## AVAILABLE RECORDS
----

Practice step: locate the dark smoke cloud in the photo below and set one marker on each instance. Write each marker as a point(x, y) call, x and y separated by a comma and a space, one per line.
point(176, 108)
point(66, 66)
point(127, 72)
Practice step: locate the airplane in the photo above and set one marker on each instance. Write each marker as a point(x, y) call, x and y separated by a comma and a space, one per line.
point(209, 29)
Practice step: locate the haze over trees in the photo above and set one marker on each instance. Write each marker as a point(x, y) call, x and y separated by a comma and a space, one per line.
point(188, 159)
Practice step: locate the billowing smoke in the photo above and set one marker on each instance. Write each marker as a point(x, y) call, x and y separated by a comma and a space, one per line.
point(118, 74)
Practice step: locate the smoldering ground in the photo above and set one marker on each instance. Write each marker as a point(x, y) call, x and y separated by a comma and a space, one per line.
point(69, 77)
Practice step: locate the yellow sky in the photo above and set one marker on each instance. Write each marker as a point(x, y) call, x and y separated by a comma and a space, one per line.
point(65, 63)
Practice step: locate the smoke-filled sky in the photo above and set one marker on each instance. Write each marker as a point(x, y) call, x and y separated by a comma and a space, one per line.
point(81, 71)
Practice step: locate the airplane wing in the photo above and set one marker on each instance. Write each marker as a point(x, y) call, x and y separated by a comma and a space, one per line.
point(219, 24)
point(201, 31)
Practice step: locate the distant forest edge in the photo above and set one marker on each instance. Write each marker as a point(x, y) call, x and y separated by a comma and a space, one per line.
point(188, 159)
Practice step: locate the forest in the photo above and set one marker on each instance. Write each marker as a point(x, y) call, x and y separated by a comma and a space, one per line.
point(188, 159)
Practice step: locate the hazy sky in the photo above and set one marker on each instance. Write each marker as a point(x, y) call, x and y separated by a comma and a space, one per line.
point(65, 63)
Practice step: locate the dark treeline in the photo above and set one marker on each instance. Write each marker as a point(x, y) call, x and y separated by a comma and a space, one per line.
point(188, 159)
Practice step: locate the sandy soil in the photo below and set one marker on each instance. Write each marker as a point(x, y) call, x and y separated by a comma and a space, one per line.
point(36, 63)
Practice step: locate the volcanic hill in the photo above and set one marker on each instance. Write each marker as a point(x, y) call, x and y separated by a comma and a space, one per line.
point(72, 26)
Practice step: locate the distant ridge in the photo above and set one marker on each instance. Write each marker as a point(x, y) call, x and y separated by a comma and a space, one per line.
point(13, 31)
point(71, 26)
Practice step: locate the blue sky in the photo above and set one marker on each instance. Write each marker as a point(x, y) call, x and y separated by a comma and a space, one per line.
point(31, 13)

----

## WHAT IS EXPECTED
Please quote the records above exactly, without skipping a line.

## RESULT BELOW
Practice step: locate the dark smoke cloud in the photo below and set one marker on each instance. Write each marker as a point(x, y) call, x and y separated by a comma and a space, one per line.
point(176, 108)
point(66, 66)
point(127, 72)
Practice step: locate the airplane in the photo above and set one marker on each instance. Write each marker as a point(x, y) call, x and y separated by a comma and a space, one per line.
point(209, 29)
Practice step: locate the haze over trees in the photo above and set one marker on each instance. Write each marker as a point(x, y) call, x and y separated by a comma and a space, one per line.
point(188, 159)
Practice step: locate the billowing smoke in the photo above and set one marker on each instance. Write each marker as a point(x, y) call, x and y separated by a comma and a space, one per line.
point(118, 74)
Practice step: locate the smoldering ground in the photo above and set one marker on each instance. Write each marker as a point(x, y) call, x and y separated by a comma and a space, one per line.
point(69, 77)
Practice step: locate the yellow sky in the photo above and set one marker on each instance. Write each marker as a point(x, y) call, x and y separated by a comma and a space, one per line.
point(65, 63)
Practice step: locate the smoke-filled sky in the photo above and set one marker on each instance. Write each marker as a point(x, y) call, x and y separated by a comma and a space, one per line.
point(81, 71)
Practice step: locate the airplane wing in the photo above and set one marker on each instance. Write each marker as a point(x, y) call, x and y separated by a comma and a space, one per line.
point(219, 24)
point(201, 31)
Practice step: locate the distant forest edge in the photo above and set one marker on each instance. Write each marker as a point(x, y) call, x and y separated by a comma and a space, one per line.
point(188, 159)
Practice step: locate the forest in the photo above and set one marker on each instance. Write each marker as a point(x, y) call, x and y separated by a comma and a space, one per line.
point(188, 159)
Practice step: locate the hazy sky in the photo above and set one marker on each instance. Write each marker as a point(x, y) call, x and y separated by a comma and a space, one per line.
point(65, 63)
Practice step: locate the dark treeline in the photo above and set one marker on each instance. Write each marker as a point(x, y) call, x and y separated by a comma and a space, one per line.
point(188, 159)
Practice step: locate the sandy soil in the photo below and set one marker on each instance. Write each marker as a point(x, y) call, x and y separated by a comma and a space, one per line.
point(36, 63)
Practice step: locate the volcanic hill in the photo above and set one marker on each instance. Write each marker as a point(x, y) call, x and y separated by a comma and a space, one per line.
point(72, 26)
Practice step: locate the distant ridge in the photo above and set one marker on each instance. Write each marker as a point(x, y) call, x and y separated by a comma and a space, one per line.
point(13, 31)
point(71, 26)
Practice step: locate the blue sky in the photo above and set one marker on each instance. Write each marker as a point(x, y) call, x and y separated by a comma and a space, one per line.
point(31, 13)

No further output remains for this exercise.